> **What you are asked to do**:
Continue the forum thread about the Achmed the Terrorist puppet clip from the point where it stops.

> **Source extract**:

# Achmed The Terrorist



## tshadowchaser (Oct 21, 2007)

if you have  not seen this yet it gets better the longer you watch
www.break.com/index/achmed-the-terrorist.html


----------



## Sukerkin (Oct 21, 2007)

ROFL - that was actually genuinely funny, something that I thought was no longer possible with puppets .  Also, equal opportunity racial and religious abuse is something that is all too rare now as people are too scared of being hauled over the coals.  Splendid.


----------



## Rich Parsons (Oct 21, 2007)

I enjoyed the clip. 

Even the car jokes


----------



## Bob Hubbard (Oct 21, 2007)

To really get the cr jokes, ya gotta see the entire uncensored show.  It's a riot!

I've got both of his dvd's.


----------



## Kacey (Oct 21, 2007)

:roflmao:


----------



## Big Don (Nov 9, 2007)

Silence! I KILL YOU!

The winner had to fight Michael Jackson...

> **Input data**:

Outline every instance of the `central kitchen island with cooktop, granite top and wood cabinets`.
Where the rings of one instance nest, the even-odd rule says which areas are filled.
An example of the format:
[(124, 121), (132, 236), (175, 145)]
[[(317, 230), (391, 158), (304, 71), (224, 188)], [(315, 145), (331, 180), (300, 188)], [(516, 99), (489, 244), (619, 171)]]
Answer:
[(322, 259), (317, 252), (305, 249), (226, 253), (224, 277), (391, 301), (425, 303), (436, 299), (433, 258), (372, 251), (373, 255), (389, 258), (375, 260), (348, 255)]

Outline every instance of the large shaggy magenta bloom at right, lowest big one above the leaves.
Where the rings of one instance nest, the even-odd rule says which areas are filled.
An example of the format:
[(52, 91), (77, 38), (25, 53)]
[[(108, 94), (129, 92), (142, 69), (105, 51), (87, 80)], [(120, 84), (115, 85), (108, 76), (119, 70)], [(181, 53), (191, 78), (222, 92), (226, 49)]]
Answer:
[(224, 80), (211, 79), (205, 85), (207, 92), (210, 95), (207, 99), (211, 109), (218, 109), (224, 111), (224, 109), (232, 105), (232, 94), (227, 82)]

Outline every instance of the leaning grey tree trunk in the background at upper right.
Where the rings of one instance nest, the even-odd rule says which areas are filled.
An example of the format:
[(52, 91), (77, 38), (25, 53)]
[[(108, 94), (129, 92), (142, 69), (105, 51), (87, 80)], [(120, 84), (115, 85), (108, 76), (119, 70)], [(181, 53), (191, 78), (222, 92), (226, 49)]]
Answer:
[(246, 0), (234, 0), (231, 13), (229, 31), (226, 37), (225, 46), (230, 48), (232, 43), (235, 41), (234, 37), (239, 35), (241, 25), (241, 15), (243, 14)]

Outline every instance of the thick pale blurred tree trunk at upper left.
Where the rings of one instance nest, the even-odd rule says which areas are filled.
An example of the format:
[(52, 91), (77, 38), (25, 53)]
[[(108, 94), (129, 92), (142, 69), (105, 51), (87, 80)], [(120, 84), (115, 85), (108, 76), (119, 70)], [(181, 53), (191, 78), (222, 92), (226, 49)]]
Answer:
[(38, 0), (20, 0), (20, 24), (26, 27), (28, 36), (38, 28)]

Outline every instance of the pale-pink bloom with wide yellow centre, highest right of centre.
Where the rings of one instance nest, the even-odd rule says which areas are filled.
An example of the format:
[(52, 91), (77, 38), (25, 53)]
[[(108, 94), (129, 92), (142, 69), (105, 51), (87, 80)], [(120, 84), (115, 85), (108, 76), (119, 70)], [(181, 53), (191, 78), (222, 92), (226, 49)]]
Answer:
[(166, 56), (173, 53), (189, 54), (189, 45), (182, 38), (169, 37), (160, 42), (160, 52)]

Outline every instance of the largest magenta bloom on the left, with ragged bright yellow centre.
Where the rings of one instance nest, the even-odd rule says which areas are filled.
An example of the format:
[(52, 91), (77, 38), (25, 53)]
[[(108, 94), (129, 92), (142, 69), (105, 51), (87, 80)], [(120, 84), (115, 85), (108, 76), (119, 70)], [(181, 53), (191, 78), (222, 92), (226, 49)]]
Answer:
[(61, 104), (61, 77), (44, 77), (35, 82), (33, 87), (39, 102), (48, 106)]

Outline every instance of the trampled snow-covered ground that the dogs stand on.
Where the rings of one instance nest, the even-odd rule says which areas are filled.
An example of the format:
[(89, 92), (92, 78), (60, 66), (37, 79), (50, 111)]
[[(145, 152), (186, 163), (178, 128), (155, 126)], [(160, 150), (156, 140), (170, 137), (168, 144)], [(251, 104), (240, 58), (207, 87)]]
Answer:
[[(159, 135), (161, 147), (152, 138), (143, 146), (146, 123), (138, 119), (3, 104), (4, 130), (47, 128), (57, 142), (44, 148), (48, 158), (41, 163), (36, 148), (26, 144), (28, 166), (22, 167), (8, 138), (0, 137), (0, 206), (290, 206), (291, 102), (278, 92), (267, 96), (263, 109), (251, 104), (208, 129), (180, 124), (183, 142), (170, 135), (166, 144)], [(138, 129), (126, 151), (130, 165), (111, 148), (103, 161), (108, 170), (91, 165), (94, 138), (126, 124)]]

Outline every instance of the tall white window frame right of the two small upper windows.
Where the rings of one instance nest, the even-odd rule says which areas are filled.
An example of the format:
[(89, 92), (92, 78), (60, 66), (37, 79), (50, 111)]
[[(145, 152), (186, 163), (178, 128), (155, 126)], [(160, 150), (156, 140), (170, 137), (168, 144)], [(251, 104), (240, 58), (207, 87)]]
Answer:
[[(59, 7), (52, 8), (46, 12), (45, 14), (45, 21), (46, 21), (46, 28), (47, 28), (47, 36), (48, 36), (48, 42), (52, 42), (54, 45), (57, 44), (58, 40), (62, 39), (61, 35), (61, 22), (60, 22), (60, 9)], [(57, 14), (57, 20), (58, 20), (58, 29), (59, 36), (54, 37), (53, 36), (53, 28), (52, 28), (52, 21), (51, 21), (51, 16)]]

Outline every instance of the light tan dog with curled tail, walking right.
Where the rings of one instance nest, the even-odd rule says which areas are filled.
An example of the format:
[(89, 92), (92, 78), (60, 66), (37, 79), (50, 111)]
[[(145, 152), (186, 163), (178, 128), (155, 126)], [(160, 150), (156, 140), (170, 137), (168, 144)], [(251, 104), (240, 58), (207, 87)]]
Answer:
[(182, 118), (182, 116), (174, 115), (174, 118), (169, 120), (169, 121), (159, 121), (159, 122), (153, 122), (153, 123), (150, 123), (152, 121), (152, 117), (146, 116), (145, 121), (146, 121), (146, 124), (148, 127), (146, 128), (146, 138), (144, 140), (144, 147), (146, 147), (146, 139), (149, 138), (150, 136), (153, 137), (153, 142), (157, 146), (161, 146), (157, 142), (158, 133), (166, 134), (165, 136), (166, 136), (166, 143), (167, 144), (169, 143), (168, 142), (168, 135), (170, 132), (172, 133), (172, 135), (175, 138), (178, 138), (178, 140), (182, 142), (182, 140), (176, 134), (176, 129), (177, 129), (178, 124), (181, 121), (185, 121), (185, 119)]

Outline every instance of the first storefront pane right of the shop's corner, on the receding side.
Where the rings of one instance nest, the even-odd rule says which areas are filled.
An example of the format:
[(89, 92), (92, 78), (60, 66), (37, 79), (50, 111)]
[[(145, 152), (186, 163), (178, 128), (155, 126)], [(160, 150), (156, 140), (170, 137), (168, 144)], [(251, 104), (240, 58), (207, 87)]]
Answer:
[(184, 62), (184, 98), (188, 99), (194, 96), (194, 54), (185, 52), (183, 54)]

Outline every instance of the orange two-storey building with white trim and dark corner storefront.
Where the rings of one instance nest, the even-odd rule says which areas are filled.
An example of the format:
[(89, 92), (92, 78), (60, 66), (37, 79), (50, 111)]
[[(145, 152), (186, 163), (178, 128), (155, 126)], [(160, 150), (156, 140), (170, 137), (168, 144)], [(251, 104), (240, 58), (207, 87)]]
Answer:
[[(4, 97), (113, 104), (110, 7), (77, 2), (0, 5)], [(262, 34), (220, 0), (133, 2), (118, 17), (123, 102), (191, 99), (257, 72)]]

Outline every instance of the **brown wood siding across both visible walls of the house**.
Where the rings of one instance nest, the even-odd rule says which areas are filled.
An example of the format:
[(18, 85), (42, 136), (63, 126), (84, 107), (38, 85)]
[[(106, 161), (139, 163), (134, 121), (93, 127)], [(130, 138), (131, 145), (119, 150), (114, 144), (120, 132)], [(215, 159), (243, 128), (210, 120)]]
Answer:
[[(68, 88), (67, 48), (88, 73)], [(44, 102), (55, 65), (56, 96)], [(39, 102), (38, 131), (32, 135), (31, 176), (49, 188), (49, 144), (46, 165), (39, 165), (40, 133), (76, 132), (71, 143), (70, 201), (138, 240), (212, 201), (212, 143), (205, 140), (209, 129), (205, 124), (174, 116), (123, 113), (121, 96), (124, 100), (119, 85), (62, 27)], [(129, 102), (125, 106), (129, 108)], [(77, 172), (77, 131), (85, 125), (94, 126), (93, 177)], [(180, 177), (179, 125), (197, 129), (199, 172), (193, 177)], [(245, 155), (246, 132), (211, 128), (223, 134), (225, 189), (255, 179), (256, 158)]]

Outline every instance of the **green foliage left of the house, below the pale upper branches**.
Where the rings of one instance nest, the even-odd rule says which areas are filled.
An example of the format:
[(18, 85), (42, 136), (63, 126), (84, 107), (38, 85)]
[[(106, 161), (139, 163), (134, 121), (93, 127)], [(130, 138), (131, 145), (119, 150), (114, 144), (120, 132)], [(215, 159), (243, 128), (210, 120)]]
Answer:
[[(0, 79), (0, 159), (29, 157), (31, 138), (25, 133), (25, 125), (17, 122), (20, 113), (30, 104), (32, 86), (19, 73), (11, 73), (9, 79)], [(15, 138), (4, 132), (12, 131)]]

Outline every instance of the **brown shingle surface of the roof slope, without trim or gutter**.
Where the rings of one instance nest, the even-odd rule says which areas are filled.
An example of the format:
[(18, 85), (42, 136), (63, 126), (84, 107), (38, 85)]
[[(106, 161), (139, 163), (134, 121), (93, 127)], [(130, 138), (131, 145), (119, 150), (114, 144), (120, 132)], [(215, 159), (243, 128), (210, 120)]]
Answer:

> **Task result**:
A-C-phlegm...


----------



## KempoGuy06 (Nov 9, 2007)

he is hilarious. Liek Bob said you have to see the whole thing to get the car jokes. 

B


----------



## bydand (Nov 9, 2007)

I think Jeff Dunham is great!  Haven't seen Achmed until this clip though.  I have to see the rest of it.


----------



## Carol (Nov 9, 2007)

:lfao: :lfao: :lfao:


----------



## dubljay (Nov 9, 2007)

Wow... thats just too funny.  Not a good video to watch in the library at school.  I think I ruptured a kidney trying to contain my laughter.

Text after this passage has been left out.